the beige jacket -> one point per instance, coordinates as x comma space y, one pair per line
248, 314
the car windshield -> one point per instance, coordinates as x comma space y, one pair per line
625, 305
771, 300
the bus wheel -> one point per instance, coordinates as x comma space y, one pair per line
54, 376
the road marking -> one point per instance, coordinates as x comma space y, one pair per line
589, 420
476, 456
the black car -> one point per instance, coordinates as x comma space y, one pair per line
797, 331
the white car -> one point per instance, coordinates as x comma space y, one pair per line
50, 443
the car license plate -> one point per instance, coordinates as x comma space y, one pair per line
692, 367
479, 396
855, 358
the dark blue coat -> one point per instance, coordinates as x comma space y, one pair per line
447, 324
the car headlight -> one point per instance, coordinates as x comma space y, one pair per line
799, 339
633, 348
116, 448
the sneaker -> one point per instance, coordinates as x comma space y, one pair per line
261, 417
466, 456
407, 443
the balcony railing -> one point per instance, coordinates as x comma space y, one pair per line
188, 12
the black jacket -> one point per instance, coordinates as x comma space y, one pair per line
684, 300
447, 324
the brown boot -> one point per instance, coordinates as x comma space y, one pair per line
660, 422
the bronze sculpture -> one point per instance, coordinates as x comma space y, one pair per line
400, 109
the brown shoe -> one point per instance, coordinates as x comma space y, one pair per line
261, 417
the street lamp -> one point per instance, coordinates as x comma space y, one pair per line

» About this task
Each line of the records above should be copied exactly.

» Solution to this problem
the beige jacket -> one point per instance, coordinates as x comma space y, one pair per line
248, 314
the car windshield -> one point per instance, coordinates as x comma space y, one pair per line
625, 305
771, 300
the bus wheel -> one point per instance, coordinates as x comma space y, one pair per line
54, 376
the road marking -> one point per instance, coordinates as x comma space y, one pair per line
589, 420
476, 456
the black car -> one point per instance, coordinates as x comma space y, one pair per line
797, 331
the white car -> one point per instance, coordinates as x comma space y, one pair per line
50, 443
the car license plate -> one point per instance, coordinates as x comma space y, one pair per line
692, 367
479, 396
855, 358
the dark blue coat -> one point per instance, coordinates as x comma space y, one pair per line
447, 324
the car headlight -> one point per instance, coordinates as x comma space y, one pair per line
799, 339
633, 348
116, 448
the sneaker -> one point per instance, coordinates as x comma space y, one pair per line
261, 417
466, 456
407, 443
the balcony railing -> one point per instance, coordinates as x comma space y, one pair per line
188, 12
the black jacket -> one point per instance, coordinates as x comma space y, one pair per line
684, 300
447, 324
the brown boot -> one point per instance, coordinates as x comma space y, one pair per line
660, 422
the bronze sculpture -> one point per instance, coordinates as x comma space y, one pair per line
400, 109
the brown shoe -> one point per instance, coordinates as x comma space y, one pair per line
261, 417
the street lamp -> one point per instance, coordinates as x comma space y, one pair per line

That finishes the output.